SELECTION:
============
# what is best rail adapter for hk usp full size?



## jason0007

i need to find a good rail adapter to install on usp for m6 tactical light/laser...
the current rail on the usp won't allow a tlr1/2 or m6 light laser..


----------



## -gunut-

GG&G hands down. I had one of those $20 promag adapters, and although it was very solid, I did not like the look and it put the controls to low for my liking. The GG&G is very sturdy and has a great look to it. I even had my comp-tac holster modified to fit the gun+GG&G

Here are some pics


----------



## jason0007

-gunut- said:


> GG&G hands down. I had one of those $20 promag adapters, and although it was very solid, I did not like the look and it put the controls to low for my liking. The GG&G is very sturdy and has a great look to it. I even had my comp-tac holster modified to fit the gun+GG&G
> 
> Here are some pics


thanks for those pics...i think you are correct with gg&g..
i put a bid on ebay for one for $31 and got outbid at $32 lol..


----------



## mw1311

jason0007 said:


> thanks for those pics...i think you are correct with gg&g..
> i put a bid on ebay for one for $31 and got outbid at $32 lol..


I'd order directly from GG&G, too much fake stuff going around @ ebay.
http://www.gggaz.com/index.php?id=75&parents=56,57


----------



## Shipwreck

Yes, that is the best one  - Or, if U can't afford it - use duct tape :smt082 :smt082 :smt082


----------



## mw1311

Shipwreck said:


> Yes, that is the best one  - Or, if U can't afford it - use duct tape :smt082 :smt082 :smt082


...............................................................................


----------



## ttomp

GG&G worth every penny.


----------



## BeefyBeefo




----------
============
SUPPLIED DATA:
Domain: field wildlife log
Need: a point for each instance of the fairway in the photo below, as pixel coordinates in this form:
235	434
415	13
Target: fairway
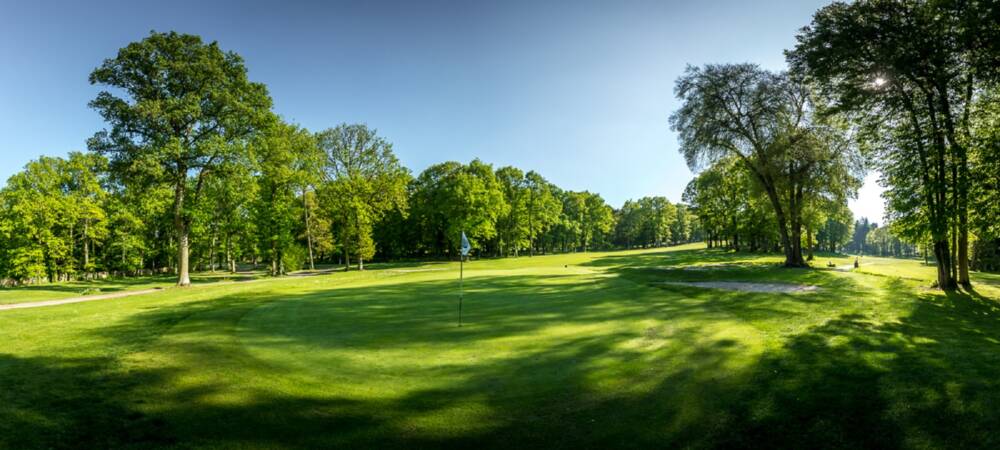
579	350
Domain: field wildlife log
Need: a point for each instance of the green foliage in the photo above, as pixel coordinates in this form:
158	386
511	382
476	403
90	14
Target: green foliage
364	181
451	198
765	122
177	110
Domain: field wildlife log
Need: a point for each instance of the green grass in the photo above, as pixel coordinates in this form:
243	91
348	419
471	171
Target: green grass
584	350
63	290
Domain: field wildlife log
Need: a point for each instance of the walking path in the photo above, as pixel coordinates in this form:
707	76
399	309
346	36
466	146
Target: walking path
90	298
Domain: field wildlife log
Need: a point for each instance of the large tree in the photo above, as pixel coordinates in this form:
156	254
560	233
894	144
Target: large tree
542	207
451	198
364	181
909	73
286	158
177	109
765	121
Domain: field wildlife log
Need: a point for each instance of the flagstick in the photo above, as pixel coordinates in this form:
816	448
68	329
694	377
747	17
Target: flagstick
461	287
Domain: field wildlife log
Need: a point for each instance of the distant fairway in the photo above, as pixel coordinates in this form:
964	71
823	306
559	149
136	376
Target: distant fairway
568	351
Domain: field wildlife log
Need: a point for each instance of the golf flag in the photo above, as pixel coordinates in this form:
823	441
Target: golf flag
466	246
============
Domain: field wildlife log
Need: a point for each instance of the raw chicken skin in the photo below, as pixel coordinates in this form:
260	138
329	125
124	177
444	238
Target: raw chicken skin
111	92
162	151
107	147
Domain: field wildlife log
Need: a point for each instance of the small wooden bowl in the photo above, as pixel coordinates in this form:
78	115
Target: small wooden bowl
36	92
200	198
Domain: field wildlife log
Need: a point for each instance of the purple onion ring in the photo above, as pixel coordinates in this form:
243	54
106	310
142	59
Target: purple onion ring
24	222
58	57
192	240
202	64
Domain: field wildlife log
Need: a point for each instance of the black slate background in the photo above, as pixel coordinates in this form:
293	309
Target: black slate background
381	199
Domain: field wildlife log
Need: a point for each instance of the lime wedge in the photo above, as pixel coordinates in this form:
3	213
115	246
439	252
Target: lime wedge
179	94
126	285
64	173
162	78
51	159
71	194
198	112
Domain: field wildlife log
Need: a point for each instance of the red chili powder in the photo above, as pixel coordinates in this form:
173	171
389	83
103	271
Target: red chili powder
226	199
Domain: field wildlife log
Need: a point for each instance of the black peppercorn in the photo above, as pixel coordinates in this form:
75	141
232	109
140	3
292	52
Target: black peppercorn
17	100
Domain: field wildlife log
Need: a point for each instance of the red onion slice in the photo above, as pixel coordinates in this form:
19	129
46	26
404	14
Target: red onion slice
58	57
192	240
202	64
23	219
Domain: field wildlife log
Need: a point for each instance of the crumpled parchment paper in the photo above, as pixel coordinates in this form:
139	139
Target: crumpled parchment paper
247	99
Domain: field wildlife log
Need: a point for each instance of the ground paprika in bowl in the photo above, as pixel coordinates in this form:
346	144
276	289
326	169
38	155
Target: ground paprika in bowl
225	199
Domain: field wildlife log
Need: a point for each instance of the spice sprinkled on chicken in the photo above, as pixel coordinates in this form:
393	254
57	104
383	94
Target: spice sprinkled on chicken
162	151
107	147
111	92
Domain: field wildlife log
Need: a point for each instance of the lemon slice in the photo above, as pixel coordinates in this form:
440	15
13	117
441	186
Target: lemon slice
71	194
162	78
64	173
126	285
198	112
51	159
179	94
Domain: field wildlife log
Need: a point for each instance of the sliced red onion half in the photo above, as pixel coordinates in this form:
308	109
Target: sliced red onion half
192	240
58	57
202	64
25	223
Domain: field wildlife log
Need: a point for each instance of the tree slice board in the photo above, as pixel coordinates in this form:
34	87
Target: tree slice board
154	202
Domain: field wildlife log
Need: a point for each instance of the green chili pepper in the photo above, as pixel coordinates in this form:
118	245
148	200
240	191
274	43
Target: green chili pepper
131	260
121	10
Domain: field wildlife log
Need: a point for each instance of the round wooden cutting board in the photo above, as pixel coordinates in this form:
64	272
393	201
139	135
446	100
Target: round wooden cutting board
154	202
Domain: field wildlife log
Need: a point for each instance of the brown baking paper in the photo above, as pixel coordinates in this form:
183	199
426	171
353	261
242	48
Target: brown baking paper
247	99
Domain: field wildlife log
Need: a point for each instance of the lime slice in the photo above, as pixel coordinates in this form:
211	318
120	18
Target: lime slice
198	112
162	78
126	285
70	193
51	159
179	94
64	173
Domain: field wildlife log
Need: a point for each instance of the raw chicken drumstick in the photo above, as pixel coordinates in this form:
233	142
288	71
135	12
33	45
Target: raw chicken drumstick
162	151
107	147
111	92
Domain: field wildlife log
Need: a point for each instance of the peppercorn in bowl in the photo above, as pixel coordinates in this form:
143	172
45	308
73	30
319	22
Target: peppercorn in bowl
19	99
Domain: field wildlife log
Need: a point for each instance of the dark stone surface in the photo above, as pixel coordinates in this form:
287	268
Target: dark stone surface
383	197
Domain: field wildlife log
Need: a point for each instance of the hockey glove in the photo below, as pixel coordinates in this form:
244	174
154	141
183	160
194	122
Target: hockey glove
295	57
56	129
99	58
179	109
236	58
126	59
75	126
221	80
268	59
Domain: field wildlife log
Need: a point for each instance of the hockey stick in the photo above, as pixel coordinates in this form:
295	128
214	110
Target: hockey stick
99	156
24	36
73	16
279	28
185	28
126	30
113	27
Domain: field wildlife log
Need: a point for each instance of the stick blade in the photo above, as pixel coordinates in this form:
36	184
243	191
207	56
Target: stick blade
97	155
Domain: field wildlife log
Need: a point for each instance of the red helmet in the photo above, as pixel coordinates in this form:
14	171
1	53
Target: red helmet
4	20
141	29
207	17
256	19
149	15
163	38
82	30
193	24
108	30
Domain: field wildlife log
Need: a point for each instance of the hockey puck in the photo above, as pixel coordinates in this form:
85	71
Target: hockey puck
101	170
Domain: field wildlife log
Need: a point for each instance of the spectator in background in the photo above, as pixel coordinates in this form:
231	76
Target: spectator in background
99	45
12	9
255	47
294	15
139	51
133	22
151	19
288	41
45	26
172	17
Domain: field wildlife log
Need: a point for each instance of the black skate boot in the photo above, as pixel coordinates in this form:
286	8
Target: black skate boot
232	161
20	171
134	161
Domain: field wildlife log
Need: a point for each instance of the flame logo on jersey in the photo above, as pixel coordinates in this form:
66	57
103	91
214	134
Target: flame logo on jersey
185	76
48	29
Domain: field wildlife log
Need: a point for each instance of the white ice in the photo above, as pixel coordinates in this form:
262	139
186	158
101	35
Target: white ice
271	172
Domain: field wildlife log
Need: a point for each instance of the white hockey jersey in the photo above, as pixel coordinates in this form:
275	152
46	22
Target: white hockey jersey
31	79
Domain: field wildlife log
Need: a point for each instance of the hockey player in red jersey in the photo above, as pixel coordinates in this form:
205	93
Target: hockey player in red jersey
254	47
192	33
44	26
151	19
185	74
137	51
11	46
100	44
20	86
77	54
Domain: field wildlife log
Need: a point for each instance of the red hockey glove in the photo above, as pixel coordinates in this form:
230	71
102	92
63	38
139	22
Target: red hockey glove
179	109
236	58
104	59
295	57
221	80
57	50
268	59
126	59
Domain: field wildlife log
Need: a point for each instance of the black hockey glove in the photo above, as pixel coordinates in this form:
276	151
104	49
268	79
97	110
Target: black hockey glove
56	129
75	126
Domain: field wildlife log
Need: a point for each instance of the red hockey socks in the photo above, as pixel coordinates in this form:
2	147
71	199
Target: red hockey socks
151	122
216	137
============
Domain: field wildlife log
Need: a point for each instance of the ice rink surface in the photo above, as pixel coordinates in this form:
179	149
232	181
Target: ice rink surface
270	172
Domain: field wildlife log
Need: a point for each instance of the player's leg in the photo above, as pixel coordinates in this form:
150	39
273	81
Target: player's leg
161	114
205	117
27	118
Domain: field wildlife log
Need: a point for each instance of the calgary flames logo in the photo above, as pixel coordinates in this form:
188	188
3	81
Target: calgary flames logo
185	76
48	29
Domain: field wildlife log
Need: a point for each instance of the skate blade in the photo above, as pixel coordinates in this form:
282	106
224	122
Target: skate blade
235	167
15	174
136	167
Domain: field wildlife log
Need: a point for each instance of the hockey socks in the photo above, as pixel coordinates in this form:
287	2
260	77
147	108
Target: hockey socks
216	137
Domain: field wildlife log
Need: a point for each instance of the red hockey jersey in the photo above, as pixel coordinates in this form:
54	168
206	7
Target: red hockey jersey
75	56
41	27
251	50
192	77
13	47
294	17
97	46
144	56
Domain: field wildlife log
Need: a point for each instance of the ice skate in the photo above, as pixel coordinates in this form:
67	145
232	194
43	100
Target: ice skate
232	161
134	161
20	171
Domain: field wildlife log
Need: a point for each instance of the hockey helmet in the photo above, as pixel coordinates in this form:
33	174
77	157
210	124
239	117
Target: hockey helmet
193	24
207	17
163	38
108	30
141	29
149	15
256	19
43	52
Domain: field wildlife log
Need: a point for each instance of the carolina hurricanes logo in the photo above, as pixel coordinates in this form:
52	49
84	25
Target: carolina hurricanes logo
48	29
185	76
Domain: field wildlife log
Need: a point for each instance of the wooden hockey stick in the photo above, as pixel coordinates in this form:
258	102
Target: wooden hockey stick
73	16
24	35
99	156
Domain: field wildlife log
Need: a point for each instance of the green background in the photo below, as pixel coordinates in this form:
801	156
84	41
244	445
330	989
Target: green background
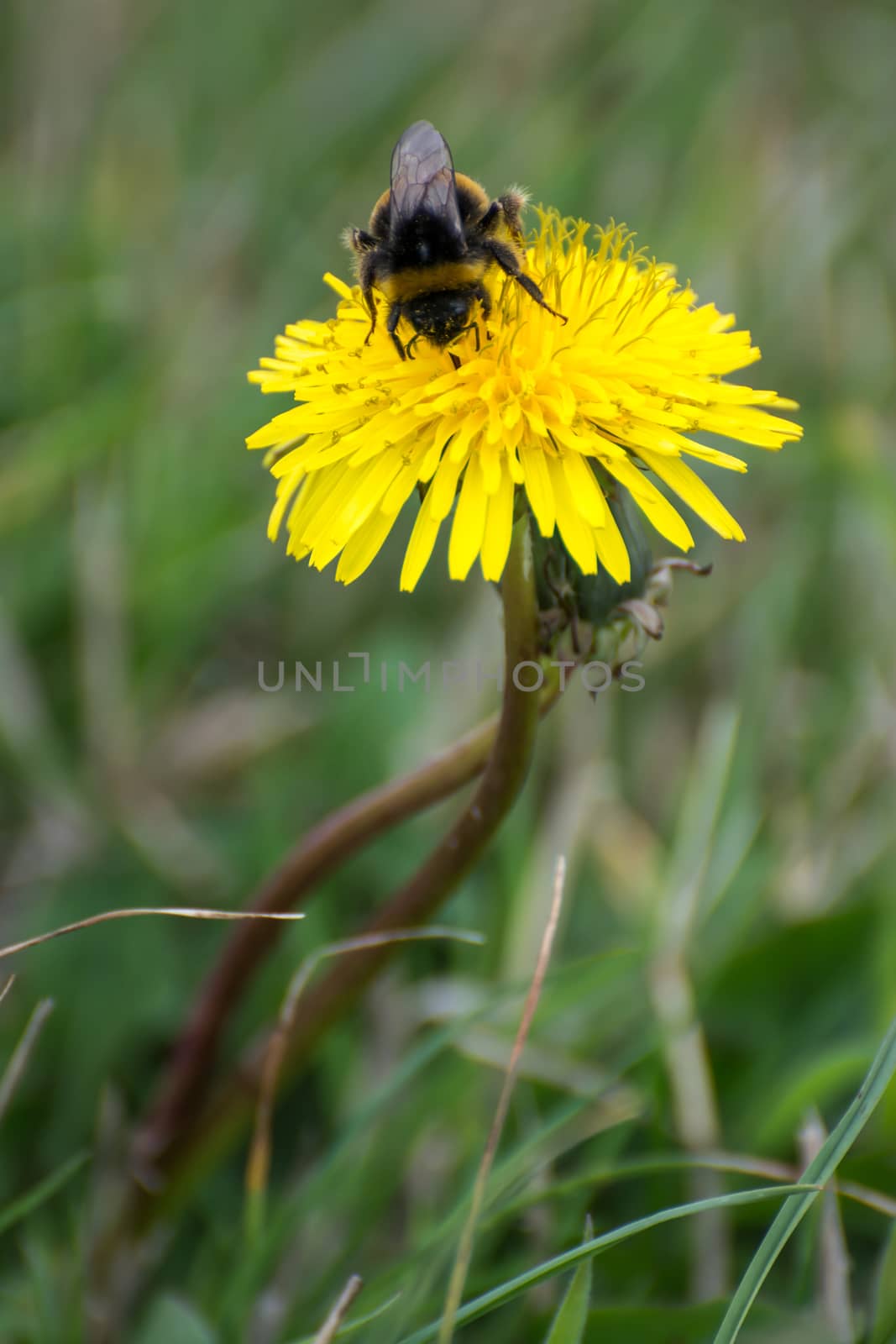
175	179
============
REQUIRED WORK:
1 – Answer these about the rail adapter thread:
(a) How much did jason0007 bid on eBay for the GG&G adapter, and at what amount was that bid beaten?
(b) Where does mw1311 say to order the adapter, and for what reason?
(c) What two things did -gunut- dislike about the $20 promag adapter?
2 – Set down the rail adapter thread word for word, everything from "# what is best" down to "m6 light laser..".
Answer from the rail adapter thread alone.

ANSWERS:
1 –
(a) jason0007 bid $31 and was outbid at $32.
(b) mw1311 says to order directly from GG&G, because there is too much fake stuff going around on eBay.
(c) -gunut- disliked its look, and it put the controls too low for -gunut-'s liking.

2 –
# what is best rail adapter for hk usp full size?



## jason0007

i need to find a good rail adapter to install on usp for m6 tactical light/laser...
the current rail on the usp won't allow a tlr1/2 or m6 light laser..